— Begin —
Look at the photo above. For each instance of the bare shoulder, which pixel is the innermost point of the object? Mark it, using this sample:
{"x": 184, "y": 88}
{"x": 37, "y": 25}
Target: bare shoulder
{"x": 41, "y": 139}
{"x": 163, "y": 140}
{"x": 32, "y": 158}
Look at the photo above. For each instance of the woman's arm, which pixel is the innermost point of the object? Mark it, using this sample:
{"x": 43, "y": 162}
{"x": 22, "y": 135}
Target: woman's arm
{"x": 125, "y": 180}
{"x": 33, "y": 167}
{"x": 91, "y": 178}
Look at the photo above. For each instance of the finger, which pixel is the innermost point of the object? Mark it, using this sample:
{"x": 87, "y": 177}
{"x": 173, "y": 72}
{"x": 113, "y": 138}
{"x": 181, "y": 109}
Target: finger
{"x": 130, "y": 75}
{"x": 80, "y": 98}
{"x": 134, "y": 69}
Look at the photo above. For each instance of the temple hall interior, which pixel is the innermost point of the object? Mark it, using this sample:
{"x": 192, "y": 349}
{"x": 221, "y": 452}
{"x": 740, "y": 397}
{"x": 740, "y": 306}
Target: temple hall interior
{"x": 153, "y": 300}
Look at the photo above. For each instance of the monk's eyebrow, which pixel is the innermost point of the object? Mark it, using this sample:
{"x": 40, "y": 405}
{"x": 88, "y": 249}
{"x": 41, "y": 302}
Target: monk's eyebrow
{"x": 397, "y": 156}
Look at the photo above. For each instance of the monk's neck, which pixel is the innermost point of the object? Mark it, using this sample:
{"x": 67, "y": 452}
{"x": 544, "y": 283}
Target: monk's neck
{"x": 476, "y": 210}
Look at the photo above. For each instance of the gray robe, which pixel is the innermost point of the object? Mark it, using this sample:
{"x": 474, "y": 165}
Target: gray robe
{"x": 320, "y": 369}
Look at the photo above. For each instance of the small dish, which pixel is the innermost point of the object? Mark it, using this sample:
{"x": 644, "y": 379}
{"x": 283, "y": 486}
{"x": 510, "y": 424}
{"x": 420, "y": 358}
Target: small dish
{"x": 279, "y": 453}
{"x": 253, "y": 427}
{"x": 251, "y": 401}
— End —
INSTRUCTIONS FOR THE TASK: Please convert the whole listing above into a Markdown table with two columns, Row and Line, giving each line its own numbered row and skipping any blank lines.

THE OUTPUT:
| Row | Line |
|---|---|
| 1 | Look at the photo above. For each instance of the bare shoulder, which pixel is the innermost point of the object? Mark it, using this sample: |
| 2 | {"x": 184, "y": 88} |
| 3 | {"x": 37, "y": 25} |
| 4 | Target: bare shoulder |
| 5 | {"x": 41, "y": 139} |
| 6 | {"x": 163, "y": 140} |
| 7 | {"x": 32, "y": 158} |
| 8 | Look at the photo above. For each instance of the woman's arm, which pixel is the innermost point of the object? Mark it, using this sample: |
| 9 | {"x": 43, "y": 162} |
| 10 | {"x": 22, "y": 135} |
| 11 | Target: woman's arm |
| 12 | {"x": 125, "y": 180} |
| 13 | {"x": 33, "y": 167} |
| 14 | {"x": 91, "y": 178} |
| 15 | Look at the photo above. For each instance of the finger, which pixel is the innermost point of the object? Mark it, using this sample: |
| 16 | {"x": 87, "y": 177} |
| 17 | {"x": 173, "y": 72} |
| 18 | {"x": 113, "y": 138} |
| 19 | {"x": 181, "y": 109} |
| 20 | Target: finger |
| 21 | {"x": 130, "y": 75} |
| 22 | {"x": 80, "y": 98} |
| 23 | {"x": 134, "y": 69} |
| 24 | Look at the photo above. For each instance of the temple hall interior, which pixel is the innermost point of the object? Mark it, using this sample: |
| 25 | {"x": 192, "y": 349} |
| 26 | {"x": 221, "y": 452} |
| 27 | {"x": 740, "y": 397} |
| 28 | {"x": 740, "y": 306} |
| 29 | Target: temple hall interior |
| 30 | {"x": 153, "y": 300} |
| 31 | Look at the photo above. For each instance of the monk's eyebrow, which pixel is the innermost point of the object? Mark it, using this sample: |
| 32 | {"x": 40, "y": 405} |
| 33 | {"x": 88, "y": 249} |
| 34 | {"x": 41, "y": 302} |
| 35 | Target: monk's eyebrow |
| 36 | {"x": 397, "y": 156} |
| 37 | Look at the photo above. For each instance of the monk's neck, which pixel is the innermost point of the object? Mark it, using this sample: |
| 38 | {"x": 67, "y": 452} |
| 39 | {"x": 544, "y": 283} |
| 40 | Target: monk's neck |
| 41 | {"x": 476, "y": 210} |
| 42 | Look at the photo above. For each instance of the gray robe, which pixel is the innermost point of the object? Mark it, using this sample: |
| 43 | {"x": 474, "y": 165} |
| 44 | Target: gray robe |
| 45 | {"x": 320, "y": 369} |
| 46 | Look at the photo above. For each instance of the small dish, which pixel is the innermost point of the object? Mark it, using this sample: |
| 47 | {"x": 644, "y": 379} |
| 48 | {"x": 283, "y": 486} |
| 49 | {"x": 510, "y": 424} |
| 50 | {"x": 420, "y": 358} |
| 51 | Target: small dish |
| 52 | {"x": 279, "y": 453} |
| 53 | {"x": 253, "y": 427} |
| 54 | {"x": 251, "y": 401} |